**目標**
以下の警備システムに関する文章について、次の記述(a)〜(c)が文章の内容と一致するかをそれぞれ「はい」または「いいえ」で判定し、判断の根拠となる文章中の語句を正確に引用してください。(a) 外周監視装置は、監視区域A2の外縁に沿って所定の間隔をもって配置される。(b) 警備システムは現在、主として屋外の広い区域を警備するために用いられている。(c) 監視カメラは、例えば外周フェンスと警備すべき建物との間に設置される。

**本文抜粋**
•••

説明

警備システム

【課題】広範な領域を高いセキュリティー性をもって警備することができる警備システムを提供する。
【解決手段】警備システム1は、警備対象が配置されて侵入者Pから防護すべき防護区域A1の警備を行うものであり、防護区域A1の周囲に設定された半径数百メートル程度の監視区域A2の外縁に沿って所定の間隔をもって配置され、監視区域A2に侵入する侵入者Pを検出する赤外線センサと侵入者の接近を検出する近接センサとを有する複数の外周監視装置11を備える。外周監視装置11の間隔は、隣接する外周監視装置11の各々設けられた赤外線センサの検出エリアの少なくとも一部が重複する間隔である。

【発明の詳細な説明】
【技術分野】
【0001】
本発明は、進入禁止区域又は防護区域を警備する警備システムに関する。
【背景技術】
【0002】
一般的に、警備システムは、進入禁止区域又は防護区域等の予め規定された区域を警備するために用いられるシステムを言うが、現在は主として建物を警備するために用いられている。建物を警備する警備システムは、警備すべき建物の周囲に設置される外周センサ、侵入者を撮影する監視カメラ、及び及び警備センターに通報を行う通報装置を備えるものが多い。外周センサは例えば警備すべき建物の周囲に設置された外周フェンス(例えば、塀)に取り付けられ、監視カメラは例えば外周フェンスと警備すべき建物との間に設置される。
【0003】
以上の構成の警備システムは、外周センサによって外周フェンス内への侵入が検出された場合に、その旨を通報装置によって警備センターに通報するとともに、外周フェンス内に侵入した侵入者を監視カメラによって撮影する。ここで、侵入者が建物内に侵入するのに極力時間がかかるように外周フェンス及び建物の外壁は堅牢にされており、また外周フェンス内に侵入した侵入者の撮影を容易にするため、外周フェンスは警備すべき建物に対してある程度の距離をもって設置される。

•••

**資料一覧**
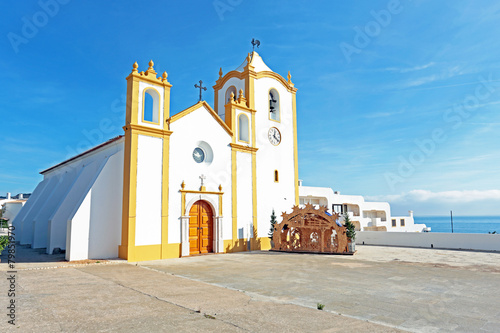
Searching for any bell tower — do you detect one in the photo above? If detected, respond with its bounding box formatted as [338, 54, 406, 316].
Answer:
[118, 60, 172, 261]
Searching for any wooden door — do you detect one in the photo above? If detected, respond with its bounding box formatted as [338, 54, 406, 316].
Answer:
[189, 200, 213, 254]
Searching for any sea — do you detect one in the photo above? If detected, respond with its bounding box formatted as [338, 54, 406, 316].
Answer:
[414, 216, 500, 234]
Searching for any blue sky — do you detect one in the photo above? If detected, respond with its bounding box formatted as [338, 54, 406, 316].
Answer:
[0, 0, 500, 215]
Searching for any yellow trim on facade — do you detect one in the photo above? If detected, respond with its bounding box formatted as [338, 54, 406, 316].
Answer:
[167, 101, 233, 136]
[238, 112, 251, 143]
[255, 71, 297, 93]
[219, 192, 224, 217]
[212, 70, 246, 90]
[142, 87, 161, 125]
[231, 148, 238, 241]
[292, 89, 299, 206]
[179, 186, 224, 195]
[181, 190, 186, 216]
[161, 134, 170, 259]
[123, 124, 173, 138]
[118, 131, 138, 260]
[161, 243, 182, 259]
[252, 112, 260, 250]
[127, 244, 161, 262]
[267, 87, 281, 123]
[118, 61, 176, 261]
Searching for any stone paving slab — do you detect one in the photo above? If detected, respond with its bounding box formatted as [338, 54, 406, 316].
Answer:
[140, 247, 500, 332]
[0, 264, 399, 332]
[0, 246, 500, 332]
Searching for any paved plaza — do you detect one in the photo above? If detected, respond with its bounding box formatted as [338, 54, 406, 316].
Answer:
[0, 246, 500, 332]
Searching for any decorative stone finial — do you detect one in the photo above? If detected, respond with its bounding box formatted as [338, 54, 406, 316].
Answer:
[146, 60, 156, 78]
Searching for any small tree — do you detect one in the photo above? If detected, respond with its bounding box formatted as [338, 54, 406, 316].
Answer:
[342, 212, 356, 242]
[268, 209, 277, 240]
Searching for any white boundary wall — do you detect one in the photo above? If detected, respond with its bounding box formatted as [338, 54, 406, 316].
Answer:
[356, 231, 500, 251]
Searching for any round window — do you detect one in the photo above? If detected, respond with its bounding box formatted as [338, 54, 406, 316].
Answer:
[193, 147, 205, 163]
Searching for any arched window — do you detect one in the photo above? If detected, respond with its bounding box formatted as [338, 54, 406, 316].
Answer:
[142, 88, 160, 124]
[238, 113, 250, 143]
[269, 88, 280, 121]
[224, 86, 238, 104]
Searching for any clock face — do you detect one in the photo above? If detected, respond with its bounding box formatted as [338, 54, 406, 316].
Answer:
[267, 127, 281, 146]
[193, 147, 205, 163]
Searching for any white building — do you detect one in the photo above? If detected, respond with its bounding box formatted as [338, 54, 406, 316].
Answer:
[0, 192, 27, 222]
[299, 186, 426, 232]
[14, 52, 299, 261]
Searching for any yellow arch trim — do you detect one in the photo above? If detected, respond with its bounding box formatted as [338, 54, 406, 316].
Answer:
[267, 87, 281, 123]
[142, 87, 161, 125]
[238, 112, 252, 143]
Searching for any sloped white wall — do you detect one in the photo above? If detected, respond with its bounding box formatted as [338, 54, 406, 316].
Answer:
[12, 179, 49, 230]
[47, 156, 107, 254]
[65, 190, 92, 261]
[32, 169, 78, 248]
[88, 150, 123, 259]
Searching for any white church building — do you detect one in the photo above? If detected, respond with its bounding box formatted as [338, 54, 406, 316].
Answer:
[13, 52, 424, 261]
[13, 52, 299, 261]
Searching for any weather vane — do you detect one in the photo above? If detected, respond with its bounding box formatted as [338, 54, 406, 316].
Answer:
[252, 38, 260, 52]
[194, 80, 207, 102]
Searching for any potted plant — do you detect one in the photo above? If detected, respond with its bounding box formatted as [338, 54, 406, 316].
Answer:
[268, 209, 277, 249]
[342, 212, 356, 252]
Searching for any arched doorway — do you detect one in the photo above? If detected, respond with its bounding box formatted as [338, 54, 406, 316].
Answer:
[189, 200, 214, 254]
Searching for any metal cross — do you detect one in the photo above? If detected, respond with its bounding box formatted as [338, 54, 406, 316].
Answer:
[252, 38, 260, 51]
[194, 80, 207, 102]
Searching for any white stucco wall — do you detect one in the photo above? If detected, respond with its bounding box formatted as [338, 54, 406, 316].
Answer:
[12, 179, 49, 230]
[45, 138, 124, 253]
[254, 77, 295, 237]
[88, 150, 123, 259]
[135, 135, 163, 246]
[65, 190, 92, 261]
[3, 201, 25, 222]
[32, 169, 81, 248]
[20, 177, 58, 245]
[47, 156, 107, 254]
[137, 81, 164, 129]
[356, 231, 500, 251]
[215, 77, 245, 116]
[236, 152, 253, 239]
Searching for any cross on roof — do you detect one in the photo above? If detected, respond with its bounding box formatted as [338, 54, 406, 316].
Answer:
[194, 80, 207, 102]
[251, 38, 260, 51]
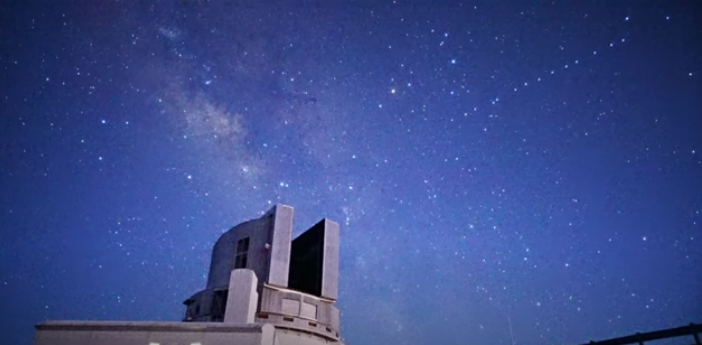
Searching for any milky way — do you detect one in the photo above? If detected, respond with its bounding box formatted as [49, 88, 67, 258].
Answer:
[0, 1, 702, 345]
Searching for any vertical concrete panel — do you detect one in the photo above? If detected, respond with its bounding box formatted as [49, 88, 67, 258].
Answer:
[267, 205, 293, 287]
[224, 269, 258, 323]
[322, 219, 339, 300]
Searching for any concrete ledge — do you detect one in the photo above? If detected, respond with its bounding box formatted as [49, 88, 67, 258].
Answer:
[34, 321, 265, 333]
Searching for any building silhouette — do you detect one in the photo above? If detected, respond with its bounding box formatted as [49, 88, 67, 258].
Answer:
[35, 205, 343, 345]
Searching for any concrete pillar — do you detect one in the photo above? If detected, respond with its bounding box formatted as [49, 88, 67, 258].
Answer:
[224, 268, 258, 323]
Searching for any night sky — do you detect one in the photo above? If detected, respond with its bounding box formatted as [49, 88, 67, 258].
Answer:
[0, 0, 702, 345]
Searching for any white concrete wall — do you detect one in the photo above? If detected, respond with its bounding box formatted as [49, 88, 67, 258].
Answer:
[34, 321, 275, 345]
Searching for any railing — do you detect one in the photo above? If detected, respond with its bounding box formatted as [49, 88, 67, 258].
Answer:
[583, 323, 702, 345]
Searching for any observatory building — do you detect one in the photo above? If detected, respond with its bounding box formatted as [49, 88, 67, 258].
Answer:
[35, 205, 343, 345]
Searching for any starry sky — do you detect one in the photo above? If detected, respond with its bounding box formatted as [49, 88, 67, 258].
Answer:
[0, 0, 702, 345]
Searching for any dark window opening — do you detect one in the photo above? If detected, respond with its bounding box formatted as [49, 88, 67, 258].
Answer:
[234, 237, 249, 268]
[288, 220, 325, 296]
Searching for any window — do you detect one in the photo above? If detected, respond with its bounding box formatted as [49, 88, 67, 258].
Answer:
[234, 237, 249, 268]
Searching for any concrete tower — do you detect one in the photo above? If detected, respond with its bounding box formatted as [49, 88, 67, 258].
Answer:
[183, 205, 339, 341]
[35, 205, 343, 345]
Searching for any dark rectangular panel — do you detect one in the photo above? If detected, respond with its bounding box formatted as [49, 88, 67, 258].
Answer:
[288, 220, 324, 296]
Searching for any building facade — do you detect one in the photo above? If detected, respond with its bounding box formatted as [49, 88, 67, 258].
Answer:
[35, 205, 343, 345]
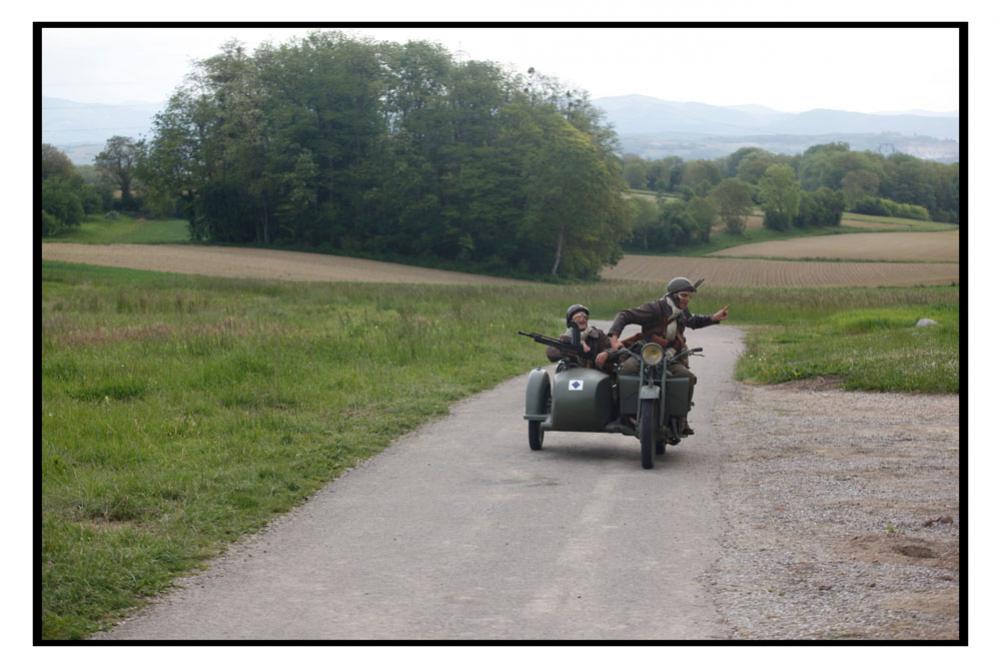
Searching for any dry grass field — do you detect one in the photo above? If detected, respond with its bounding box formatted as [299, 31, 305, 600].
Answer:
[42, 243, 525, 285]
[601, 256, 959, 287]
[712, 231, 959, 262]
[42, 241, 959, 287]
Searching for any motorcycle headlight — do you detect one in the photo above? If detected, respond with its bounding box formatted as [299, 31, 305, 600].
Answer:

•••

**回答**
(a) はい。「監視区域A2の外縁に沿って所定の間隔をもって配置され」
(b) いいえ。「現在は主として建物を警備するために用いられている」
(c) はい。「監視カメラは例えば外周フェンスと警備すべき建物との間に設置される」